Re: Probability and apologetics

GRMorton@aol.com
Thu, 7 Sep 1995 02:48:10 -0400

You wrote:
>As a former computer programmer I am very well aware that it takes
>intelligence to write a program. Without knowing more about your
>program, I cannot comment further.

I agree it takes a certain amount of intelligence to write a program but this
evades the issue. God easily could have "written" a program into the fabric
of nature thus God wrote the rules for life. You commit the fallacy of
assuming that if God didn't do it like a magician with flash powder, then God
didn't do it. That is not a self-evident proposition. God could have
designed the universe as an engineer would rather than as a magician.

You wrote:
>>
Why? The MHC complexes are proteins.

> The alleles are made of DNA but one can

But the proteins they code for are made of a.a. which simplify
without invalidating the argument<<

I don't have much of a problem with that, except that it is the DNA which
must evolve, not the amino acids. The amino acids are not passed from parent
to child in the same way that the DNA is.

I wrote:
>>This is quite a different problem than what
> you are suggesting. I am not suggesting the discovery of one of these
alleles by random mutation but the generation of ALL these 59 alleles by
random selection by modification of the existing alleles. The pathway to the
new allele must involve random mutation of the existing allele. The only
way out of this is to assume that the flood was not anthropologically
universal or that the flood occurred a long time ago.<<

You replied,

>>Yeh, but that was not the point being made at the time.<<

I was the one who raised the genetic variability issue and the point I was
making was precisely that the flood had to be along time ago due to this
genetic variability.There is simply too much variability to have arisen in
the time frame most Christians allow from either the creation of man, which
was a major genetic bottleneck, or the flood, which was another genetic
bottleneck. Genetic variability was the issue which started this whole thing
and that is what I think is the important issue for Biblical apologetics.

You wrote:

>>Read above which you just tried to refute. In the case of MHC
complexes, the number of known sequences that will perform the job is
59, which you claimed was the maximum number of functional alleles
known at any locus. I am talking a.a., even if there were six codons
for each a.a., the number is still astronomical.<<

First, I didn't say 59 was the maximum number of functional alleles known at
any locus. I said that was the maximum number of alleles I know of. Others
may know of more. Let's go through the math again.

◆ PROMPT:
Answer these questions about the message above:
1. In the message, God could have designed the universe the way what kind of person would, rather than as a magician?
2. According to the message, which must evolve: the DNA or the amino acids?
3. What does the writer say 59 actually was, if not the maximum number of functional alleles known at any locus?

Dataset entries
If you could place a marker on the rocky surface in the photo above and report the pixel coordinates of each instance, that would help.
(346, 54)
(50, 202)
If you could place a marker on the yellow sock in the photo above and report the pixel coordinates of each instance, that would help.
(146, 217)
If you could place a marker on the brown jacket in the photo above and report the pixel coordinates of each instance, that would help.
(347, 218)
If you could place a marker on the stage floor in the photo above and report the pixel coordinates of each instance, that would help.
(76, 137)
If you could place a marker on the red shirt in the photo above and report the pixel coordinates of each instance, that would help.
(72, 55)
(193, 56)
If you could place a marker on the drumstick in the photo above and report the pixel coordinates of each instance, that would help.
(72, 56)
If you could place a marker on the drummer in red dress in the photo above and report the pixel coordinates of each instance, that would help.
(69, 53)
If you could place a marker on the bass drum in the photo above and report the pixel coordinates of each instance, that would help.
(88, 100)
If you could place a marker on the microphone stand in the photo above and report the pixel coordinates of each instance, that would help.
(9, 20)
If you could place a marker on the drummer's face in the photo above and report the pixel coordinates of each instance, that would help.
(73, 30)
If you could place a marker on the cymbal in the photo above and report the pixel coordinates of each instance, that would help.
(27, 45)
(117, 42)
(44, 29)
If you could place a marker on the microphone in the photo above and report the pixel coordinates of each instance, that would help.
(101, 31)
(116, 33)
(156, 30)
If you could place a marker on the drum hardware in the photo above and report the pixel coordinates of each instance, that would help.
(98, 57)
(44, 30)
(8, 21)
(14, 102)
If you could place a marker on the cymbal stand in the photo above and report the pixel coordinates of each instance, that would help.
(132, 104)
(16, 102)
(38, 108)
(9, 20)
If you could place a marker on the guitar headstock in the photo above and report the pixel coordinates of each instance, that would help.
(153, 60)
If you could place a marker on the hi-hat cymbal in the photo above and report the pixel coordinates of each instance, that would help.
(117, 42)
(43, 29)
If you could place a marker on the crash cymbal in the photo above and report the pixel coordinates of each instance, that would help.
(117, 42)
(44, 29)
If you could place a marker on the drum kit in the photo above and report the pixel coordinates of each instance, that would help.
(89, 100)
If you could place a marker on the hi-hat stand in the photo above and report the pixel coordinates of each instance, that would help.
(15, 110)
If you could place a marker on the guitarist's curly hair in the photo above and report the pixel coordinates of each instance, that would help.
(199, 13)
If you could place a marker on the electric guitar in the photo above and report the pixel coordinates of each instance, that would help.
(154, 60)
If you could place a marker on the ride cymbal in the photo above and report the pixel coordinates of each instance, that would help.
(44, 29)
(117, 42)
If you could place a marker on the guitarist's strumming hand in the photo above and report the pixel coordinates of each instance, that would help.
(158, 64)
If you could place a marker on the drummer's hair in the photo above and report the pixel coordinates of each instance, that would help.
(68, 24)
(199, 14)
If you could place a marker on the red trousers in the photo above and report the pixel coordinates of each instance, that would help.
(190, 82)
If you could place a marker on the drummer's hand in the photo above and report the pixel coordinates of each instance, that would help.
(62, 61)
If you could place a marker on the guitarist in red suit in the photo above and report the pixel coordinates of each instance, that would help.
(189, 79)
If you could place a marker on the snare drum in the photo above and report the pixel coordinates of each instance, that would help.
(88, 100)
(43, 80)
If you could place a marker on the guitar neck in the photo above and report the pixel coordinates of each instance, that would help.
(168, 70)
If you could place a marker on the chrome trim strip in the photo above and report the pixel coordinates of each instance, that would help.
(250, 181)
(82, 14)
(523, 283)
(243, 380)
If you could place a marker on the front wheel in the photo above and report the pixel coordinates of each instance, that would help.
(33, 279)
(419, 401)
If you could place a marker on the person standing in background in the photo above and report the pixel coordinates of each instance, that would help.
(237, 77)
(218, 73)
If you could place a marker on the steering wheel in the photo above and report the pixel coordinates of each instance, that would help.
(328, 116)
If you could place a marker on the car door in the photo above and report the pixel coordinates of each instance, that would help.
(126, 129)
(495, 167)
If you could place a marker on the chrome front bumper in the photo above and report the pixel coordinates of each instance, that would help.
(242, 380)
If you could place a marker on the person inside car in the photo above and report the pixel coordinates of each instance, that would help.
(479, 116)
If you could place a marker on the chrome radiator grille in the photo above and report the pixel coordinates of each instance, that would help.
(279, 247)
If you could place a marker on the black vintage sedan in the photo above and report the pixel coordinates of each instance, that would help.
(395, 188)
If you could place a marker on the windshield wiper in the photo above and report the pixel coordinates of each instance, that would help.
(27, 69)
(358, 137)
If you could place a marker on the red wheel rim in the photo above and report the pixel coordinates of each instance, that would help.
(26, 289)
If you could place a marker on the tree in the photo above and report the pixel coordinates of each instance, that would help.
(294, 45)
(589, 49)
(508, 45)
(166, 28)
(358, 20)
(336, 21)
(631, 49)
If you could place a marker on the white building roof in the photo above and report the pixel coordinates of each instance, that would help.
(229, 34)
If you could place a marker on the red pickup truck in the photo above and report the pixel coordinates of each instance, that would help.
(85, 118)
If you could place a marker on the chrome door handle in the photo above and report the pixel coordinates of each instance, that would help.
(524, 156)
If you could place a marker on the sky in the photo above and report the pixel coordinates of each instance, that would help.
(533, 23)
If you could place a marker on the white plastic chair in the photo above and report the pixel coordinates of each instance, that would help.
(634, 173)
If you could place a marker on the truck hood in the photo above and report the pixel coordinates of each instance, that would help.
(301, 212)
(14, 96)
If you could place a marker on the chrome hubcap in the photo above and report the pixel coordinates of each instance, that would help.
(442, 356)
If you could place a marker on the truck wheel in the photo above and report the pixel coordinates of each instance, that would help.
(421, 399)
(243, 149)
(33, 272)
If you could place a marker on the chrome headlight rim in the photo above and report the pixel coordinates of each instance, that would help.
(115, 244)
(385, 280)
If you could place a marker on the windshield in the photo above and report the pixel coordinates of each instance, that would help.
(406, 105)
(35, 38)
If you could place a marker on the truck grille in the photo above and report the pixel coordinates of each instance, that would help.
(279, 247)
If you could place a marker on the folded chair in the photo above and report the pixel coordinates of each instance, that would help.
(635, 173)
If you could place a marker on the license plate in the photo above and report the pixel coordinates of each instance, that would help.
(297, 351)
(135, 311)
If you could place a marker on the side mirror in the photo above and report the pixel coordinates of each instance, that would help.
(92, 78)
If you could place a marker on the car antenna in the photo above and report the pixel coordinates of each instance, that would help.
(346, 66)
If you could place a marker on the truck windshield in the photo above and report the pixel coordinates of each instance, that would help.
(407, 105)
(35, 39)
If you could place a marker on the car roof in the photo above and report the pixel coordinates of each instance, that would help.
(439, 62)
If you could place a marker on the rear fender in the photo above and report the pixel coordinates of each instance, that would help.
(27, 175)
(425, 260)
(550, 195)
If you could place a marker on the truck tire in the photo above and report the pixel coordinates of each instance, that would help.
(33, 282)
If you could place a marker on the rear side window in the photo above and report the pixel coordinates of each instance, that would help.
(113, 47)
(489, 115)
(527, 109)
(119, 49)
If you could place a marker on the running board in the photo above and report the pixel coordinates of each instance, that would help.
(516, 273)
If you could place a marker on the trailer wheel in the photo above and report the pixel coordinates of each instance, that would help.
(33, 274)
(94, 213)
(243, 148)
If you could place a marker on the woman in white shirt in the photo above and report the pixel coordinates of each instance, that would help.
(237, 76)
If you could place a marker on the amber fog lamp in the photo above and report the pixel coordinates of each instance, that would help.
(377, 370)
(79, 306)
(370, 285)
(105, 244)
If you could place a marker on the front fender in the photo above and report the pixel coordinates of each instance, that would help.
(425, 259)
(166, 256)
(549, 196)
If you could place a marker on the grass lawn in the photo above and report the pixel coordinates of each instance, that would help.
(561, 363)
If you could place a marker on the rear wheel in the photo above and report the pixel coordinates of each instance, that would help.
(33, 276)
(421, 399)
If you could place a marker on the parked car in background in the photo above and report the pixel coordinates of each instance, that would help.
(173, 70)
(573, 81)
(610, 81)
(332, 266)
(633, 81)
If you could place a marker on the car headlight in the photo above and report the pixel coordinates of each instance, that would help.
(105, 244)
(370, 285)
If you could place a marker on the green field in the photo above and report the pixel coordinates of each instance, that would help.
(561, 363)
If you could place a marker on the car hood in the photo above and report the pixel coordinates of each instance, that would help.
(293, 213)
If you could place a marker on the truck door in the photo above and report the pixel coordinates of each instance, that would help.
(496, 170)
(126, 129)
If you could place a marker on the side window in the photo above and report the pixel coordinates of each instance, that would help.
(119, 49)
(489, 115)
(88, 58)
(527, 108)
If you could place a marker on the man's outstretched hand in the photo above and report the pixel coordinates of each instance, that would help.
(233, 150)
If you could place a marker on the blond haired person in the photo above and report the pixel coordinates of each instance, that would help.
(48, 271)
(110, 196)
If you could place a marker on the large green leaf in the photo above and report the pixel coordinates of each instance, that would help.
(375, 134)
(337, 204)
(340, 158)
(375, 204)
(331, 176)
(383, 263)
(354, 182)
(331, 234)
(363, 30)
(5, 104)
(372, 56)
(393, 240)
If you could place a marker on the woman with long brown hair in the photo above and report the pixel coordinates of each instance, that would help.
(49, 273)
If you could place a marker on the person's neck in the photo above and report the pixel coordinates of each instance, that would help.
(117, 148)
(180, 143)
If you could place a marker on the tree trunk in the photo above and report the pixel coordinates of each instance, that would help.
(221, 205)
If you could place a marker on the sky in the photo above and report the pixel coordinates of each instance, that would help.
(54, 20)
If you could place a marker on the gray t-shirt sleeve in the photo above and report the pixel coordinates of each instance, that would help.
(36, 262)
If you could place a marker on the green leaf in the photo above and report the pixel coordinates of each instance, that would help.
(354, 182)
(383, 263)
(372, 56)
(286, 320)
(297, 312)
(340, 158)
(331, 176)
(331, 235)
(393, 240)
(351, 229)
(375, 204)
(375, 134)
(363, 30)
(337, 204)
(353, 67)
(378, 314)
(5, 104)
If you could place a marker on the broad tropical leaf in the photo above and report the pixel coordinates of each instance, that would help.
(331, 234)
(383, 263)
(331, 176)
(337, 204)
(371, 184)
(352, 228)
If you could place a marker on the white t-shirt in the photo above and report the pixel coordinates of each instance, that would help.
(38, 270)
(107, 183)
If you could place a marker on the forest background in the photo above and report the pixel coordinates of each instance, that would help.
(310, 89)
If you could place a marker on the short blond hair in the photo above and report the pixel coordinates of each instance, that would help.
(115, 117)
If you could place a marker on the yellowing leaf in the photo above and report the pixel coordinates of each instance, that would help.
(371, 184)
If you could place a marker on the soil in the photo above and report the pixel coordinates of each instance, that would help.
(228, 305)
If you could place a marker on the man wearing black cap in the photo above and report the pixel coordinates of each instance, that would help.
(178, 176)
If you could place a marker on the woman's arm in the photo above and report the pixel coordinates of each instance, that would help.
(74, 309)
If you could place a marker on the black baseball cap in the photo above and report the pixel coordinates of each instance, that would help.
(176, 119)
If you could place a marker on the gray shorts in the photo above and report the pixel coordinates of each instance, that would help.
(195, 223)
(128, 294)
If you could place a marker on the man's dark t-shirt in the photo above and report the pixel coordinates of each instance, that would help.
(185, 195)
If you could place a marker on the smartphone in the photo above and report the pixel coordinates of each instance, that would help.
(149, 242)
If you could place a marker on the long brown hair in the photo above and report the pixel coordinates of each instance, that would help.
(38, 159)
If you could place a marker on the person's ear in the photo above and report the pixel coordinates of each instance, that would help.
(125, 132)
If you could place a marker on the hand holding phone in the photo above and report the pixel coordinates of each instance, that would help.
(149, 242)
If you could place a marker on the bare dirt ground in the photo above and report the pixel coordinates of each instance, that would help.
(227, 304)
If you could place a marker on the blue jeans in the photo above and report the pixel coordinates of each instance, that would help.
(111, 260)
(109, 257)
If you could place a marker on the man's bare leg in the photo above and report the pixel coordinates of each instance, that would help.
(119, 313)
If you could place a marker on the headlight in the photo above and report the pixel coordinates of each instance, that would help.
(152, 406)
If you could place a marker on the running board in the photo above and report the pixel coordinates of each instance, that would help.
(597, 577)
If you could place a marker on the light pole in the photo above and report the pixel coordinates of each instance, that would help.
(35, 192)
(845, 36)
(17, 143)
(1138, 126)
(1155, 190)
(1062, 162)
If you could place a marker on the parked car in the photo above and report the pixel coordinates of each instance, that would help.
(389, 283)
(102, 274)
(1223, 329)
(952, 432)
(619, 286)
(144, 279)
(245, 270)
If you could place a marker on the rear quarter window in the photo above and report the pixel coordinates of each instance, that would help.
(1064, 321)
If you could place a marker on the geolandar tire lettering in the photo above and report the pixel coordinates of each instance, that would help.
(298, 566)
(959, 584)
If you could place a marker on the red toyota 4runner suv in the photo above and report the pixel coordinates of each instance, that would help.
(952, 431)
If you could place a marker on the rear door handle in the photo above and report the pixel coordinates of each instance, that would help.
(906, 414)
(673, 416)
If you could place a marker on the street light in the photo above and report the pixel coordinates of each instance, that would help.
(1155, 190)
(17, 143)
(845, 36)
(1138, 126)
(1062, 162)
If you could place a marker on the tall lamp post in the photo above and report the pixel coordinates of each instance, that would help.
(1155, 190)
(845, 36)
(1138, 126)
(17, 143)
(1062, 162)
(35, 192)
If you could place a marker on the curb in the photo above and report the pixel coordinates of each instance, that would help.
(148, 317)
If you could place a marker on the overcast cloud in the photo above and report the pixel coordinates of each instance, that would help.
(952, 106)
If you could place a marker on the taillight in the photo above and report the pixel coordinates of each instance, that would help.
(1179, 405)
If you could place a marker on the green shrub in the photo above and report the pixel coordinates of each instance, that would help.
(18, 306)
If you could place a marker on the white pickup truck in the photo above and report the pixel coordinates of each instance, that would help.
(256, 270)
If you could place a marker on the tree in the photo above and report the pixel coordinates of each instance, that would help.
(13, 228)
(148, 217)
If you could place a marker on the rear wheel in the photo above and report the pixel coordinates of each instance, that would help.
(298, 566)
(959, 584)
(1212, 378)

◆ SOLUTION:
1. An engineer.
2. The DNA.
3. The maximum number of alleles the writer knows of.